ADU: In the legislature, do you see support for ADUs these days on both sides of the aisle?
PT: I do. I think ADUs have always been popular but they haven’t always been publicly popular. Because ADUs have been built for decades. But sometimes they were built without permits. Other times they were built without approval. So, they were getting built and they were popular to build. But there just wasn’t this widespread acceptance.
In fact, I remember, probably in the ‘90s or in the early 2000s, even in San Francisco, if you said the word, ‘in-law,’ in my neighborhood, in Sunset, it was considered a bad word. People didn’t like in-laws. They were getting built. They were all getting built under the table without permits, but people didn’t like them.
Now, there’s a lot more acceptance of them, I think partly because people want their kids to move back home. People want to move their parents in and it’s a great solution when you can have a child or a parent still live at home with you, but still have their freedom and independence.
ADU: I know land is so tight in the Sunset vicinity. It’s really hard to find space for anything.
PT: It’s very common. What happened is most of those homes, the first floor, it’s a garage and it’s also just kind of a basement… What people thought is, ‘I don’t need this much storage. I’m going to build out part of this to have some more room and have some more bathrooms’ … in the Sunset and the Richmond.

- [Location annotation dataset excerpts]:
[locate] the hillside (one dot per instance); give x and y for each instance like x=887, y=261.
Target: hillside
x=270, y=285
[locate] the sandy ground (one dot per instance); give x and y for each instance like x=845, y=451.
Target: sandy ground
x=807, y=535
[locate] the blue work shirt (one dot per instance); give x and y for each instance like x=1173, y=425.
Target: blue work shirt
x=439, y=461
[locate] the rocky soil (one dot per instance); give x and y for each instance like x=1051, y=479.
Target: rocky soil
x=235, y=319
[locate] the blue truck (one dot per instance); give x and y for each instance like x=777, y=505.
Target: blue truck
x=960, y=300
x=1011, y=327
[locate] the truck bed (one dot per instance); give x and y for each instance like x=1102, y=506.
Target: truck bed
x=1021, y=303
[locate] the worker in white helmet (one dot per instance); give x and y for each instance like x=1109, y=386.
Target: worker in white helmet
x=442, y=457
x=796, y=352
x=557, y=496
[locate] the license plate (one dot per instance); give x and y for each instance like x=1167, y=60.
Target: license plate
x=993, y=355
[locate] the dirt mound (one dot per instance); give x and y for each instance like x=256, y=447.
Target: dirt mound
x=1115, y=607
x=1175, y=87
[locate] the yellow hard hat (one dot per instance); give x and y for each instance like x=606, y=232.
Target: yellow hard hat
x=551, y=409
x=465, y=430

- [Instruction 1]:
Answer these questions about the ADU interview.
(a) In the speaker's Sunset neighborhood in the '90s or early 2000s, what word was considered a bad word?
(b) Besides a garage, what does the first floor of most of those Sunset homes serve as?
(c) Whom do people want to move back home, in addition to moving their parents in?
- [Instruction 2]: In the records, change "truck bed" to "cargo bed" from the line with "[locate] the truck" to the line with "x=1021, y=303", and give only those lines with nothing else altered.

- [Problem solution 1]:
(a) "In-law"
(b) A basement
(c) Their kids

- [Problem solution 2]:
[locate] the cargo bed (one dot per instance); give x and y for each instance like x=1102, y=506.
Target: cargo bed
x=1021, y=303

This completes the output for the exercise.